**EXTRAIT À LIRE**
▼

Nous ne remercierons jamais assez Iello de nous avoir envoyé cet exemplaire de test pour pouvoir vous donner notre avis sur ce jeu, qui, de prime abord, nous a laissé froid comme un iceberg. Mais les gens de chez Iello sont fourbes, et nous les soupçonnons d’avoir cerné ce qui nous plaisait car, après une bonne paire de parties, on a plutôt envie de vous conseiller de l’acheter, ce jeu.
Le Nord. Non, pas le Nord de « Bienvenue chez les Chtis », l’autre. Le Nooooooord. Le Grand Nord. Peuplés de Pingouins, d’Ours Blanc prêts à vous décapsuler la tête pour se repaitre ensuite de vos entrailles, de phoques trop choupi qu’il faudra attraper pour en faire des manteaux et des chaussures seules capables de vous préserver du froid polaire. C’est de ce Nord-là dont il est question ici.

▲

**EXERCICES**
A: Traduisez en anglais cette phrase de la critique du jeu : « C’est de ce Nord-là dont il est question ici. »
B: Selon la critique du jeu, pourquoi faudra-t-il attraper des phoques ? Répondez en une à trois phrases.
C: Prolongez la critique du jeu à partir de sa dernière phrase.
Le matériel ci-après n'a aucun rapport avec la critique du jeu.

**DONNÉES**
▼

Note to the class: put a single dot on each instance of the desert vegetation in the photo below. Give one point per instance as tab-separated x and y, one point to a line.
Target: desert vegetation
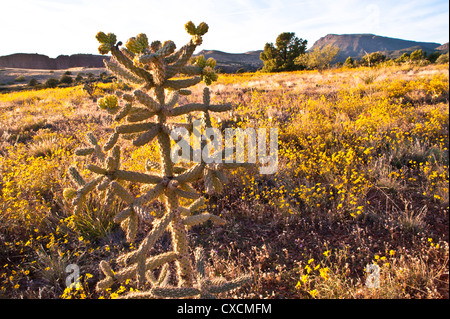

▲

**CORRIGÉS**
A: It is this North that we are talking about here.

B: Il faudra les attraper pour en faire des manteaux et des chaussures. Ce sont les seuls vêtements capables de protéger du froid polaire.

C:
Celui qui vous mettra dans la peau d’un chef de clan, tantôt porté sur le nomadisme, tantôt sur la chopine… mais avec toujours à l’esprit la nécessité vitale, que dis-je, presque viscérale de conquérir, de s’imposer aux autres par la force, la ruse ou la traîtrise pour étendre son emprise sur ce territoire désertique et hostile et constituer un véritable Empire… du Nord (vous y êtes ?)
Empires du Nord est la dernière itération d’une série qui a déjà connu quelques titres tant dans la sphère vidéoludique que dans notre petit monde du jeu de société. Impérials Settlers, car c’est de lui qu’il s’agit, nous met donc en charge de constituer un empire, de le développer, en nous mettant dans la peau d’un chef de clan qui devra partir de pas grand-chose pour atteindre des objectifs lui assurant gloire, prospérité et panse bien tendue.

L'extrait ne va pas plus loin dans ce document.